Since the 15th century Portuguese endeavours in despised islands to the advent of the Industrial Revolution in England in 18th century, Africa has, had been a colony, denied the dignity of being human, denied freedom and free will, justice and development. And thus to understand the predicament of an African negotiator, or the African negotiators, one has to first recall that until mid-1950s Africa was not part of the global affairs – the global affairs and politics of the multilateralism. Until 1950s, African states were colonies, not equal member states in the global scene. A non-white, and in particular the African was deemed sub-human, a useless harmful stock of a Negro race whose temperament and capacity were peculiarly suited to hard labour, not least because they were significantly less susceptible to physical pain than white man. And further, it was common perspective among the elites that slavery was, is, and will be needed for the regeneration of contemporary European cultures. And, of course, all of this was justified and justifiable for the incomplete humanity of the state. Thus, if colonies demise, they become freedom, then the metropolis gives herself the right to be the new robbers, the ravagers. As long as they cannot rule, cannot be rulers and owners, they are men of knowledge after all.
In a recent article by Sir Robert Tony Watson, a distinguished and respectable scientist and a former director of the United Nations, inter-IPCC, three degrees, he said the following, “Three degree warming is the realistic minimum. Four degrees, Europe in permanent drought. Vast areas of China, India and Bangladesh claimed by desert.” And he goes on, “The prospect of a five degree warming has prompted some of the world leading climate scientists to warn of the end of the human civilization.” This elegantly-phrased paragraph embodies profound truth about the challenge and calamity of the climate change in what it states and what it curiously omits. A curious omission in that important passage which forces us to ask, “What does science say about the climate change in Africa?, what is the state of affairs on climate in Africa? And what bearing did it have on its position on Copenhagen and Paris Agreement?

Source data
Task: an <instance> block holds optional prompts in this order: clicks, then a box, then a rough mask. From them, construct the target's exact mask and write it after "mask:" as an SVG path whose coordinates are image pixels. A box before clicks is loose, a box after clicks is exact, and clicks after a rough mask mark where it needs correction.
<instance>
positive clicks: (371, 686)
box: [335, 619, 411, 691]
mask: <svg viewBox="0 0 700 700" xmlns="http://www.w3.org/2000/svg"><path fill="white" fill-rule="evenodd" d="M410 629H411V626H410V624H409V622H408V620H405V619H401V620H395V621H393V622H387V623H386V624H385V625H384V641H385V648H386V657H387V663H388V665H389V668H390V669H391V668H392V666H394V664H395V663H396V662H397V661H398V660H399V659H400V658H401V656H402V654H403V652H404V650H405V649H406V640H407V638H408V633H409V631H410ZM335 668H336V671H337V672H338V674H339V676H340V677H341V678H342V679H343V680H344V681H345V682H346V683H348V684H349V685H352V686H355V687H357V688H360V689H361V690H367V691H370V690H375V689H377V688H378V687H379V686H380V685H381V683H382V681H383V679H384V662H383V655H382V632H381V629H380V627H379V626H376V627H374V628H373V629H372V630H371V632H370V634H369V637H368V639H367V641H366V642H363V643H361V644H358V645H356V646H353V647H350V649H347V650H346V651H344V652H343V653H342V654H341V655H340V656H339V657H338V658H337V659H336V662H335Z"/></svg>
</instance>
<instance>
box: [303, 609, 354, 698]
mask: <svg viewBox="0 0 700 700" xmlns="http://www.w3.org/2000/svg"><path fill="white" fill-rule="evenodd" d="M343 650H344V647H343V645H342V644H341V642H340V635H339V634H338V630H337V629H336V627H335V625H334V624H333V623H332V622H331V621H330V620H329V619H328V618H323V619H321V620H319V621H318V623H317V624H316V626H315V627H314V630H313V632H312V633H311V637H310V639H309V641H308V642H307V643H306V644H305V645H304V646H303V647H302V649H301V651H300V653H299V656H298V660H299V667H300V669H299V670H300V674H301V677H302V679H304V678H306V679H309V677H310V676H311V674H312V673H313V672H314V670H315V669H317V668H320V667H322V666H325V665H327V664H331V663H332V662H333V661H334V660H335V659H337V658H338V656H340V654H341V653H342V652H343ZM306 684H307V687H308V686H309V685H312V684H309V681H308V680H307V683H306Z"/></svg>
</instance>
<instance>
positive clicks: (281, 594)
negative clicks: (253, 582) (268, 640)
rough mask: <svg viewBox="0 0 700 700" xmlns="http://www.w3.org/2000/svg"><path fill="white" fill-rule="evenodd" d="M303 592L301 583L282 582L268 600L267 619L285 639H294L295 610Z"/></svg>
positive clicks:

How to complete this task. Continue the passage on Africa's history and its stance in climate negotiations, starting right after its final sentence.

Answer to this problem.
The conclusion of the fourth assessment report by IPCC is that in all four regions, in all seasons, the median temperature increase lies between three degrees and four degrees Celsius – roughly one point five times the global mean. But as African we knew that is the real situation, the actual reality we live. Africa is already suffering from climate change – even with the admission of IPCC itself, which is a highly respectable report. “Africa’s major economic sectors are vulnerable to current climate sensitivities with huge economic impact and this vulnerability is exacerbated by existing developmental challenges such as enduring poverty, complex government, institutional dimensions, limited access to capital including markets, infrastructure and technology, ecosystem degradation and complex disasters and conflict”. And this brings us to some very important considerations. I want to highlight here. What limit on warming does this require globally? And the answer is simple. Keeping temperature increase in Africa to below 1.5 degrees Celsius requires a global goal of less than 1 degrees Celsius. Keeping it below 2 degrees Celsius requires a global goal of less than 1.3 degrees Celsius. And we are asked to sign for 2 degrees. Further, what emission reduction that is required for 2050. The answer again, “Limiting temperature increase requires limiting GHG concentrations and emissions. Limiting concentrations to 350 ppm CO2 yields. 350 ppm yields 14% chance of exceeding 2 degrees Celsius globally, and a considerable chance of exceeding 1.5 degrees Celsius.” Even temperatures and risks of these levels are arguably unacceptable to Africa. To limit concentrations to 350 ppm CO2 emissions must be limited to 750 Gigaton CO2, and that is between 2000 and 2050. And of this amount 330 Gigatons has been used between 2000 and 2008, leaving the world with 420 Gigatons.
Lesser level of ambition have been misleadingly presented as consistent with keeping warming below 2 degrees Celsius. And we are reading the same report of the IPCC. “In particular, developed countries have called for a 50% global ambition reduction by 2050 from 1990 levels. This, however, entails a risk of more than 50% exceeding the 2 degrees Celsius, and it would not be reasonable therefore to characterize this as a 2 degrees pathway. Even if you were to say it’s a 2 degree pathway, it’s not. Even an 85% global cut by 2050 entails the risk of exceeding 2 degrees Celsius of around 25%.”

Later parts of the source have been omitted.